**REQUIREMENT**: Make an exact copy of all the entries, but do not reproduce the pictures.

-- BEGIN DATA PROVIDED --

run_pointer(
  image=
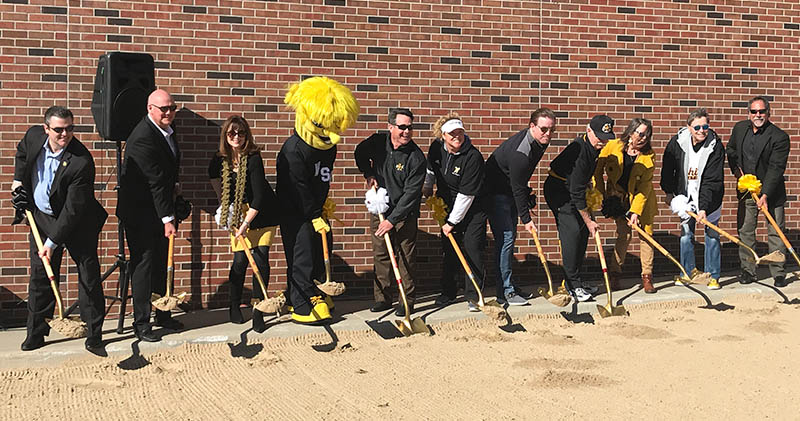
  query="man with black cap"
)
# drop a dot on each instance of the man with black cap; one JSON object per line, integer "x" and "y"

-- END DATA PROVIDED --

**THE RESULT**:
run_pointer(
  image=
  query="man with black cap"
)
# drop a dot on each instance of the man with black cap; one JSON object per line, integer "x" and "y"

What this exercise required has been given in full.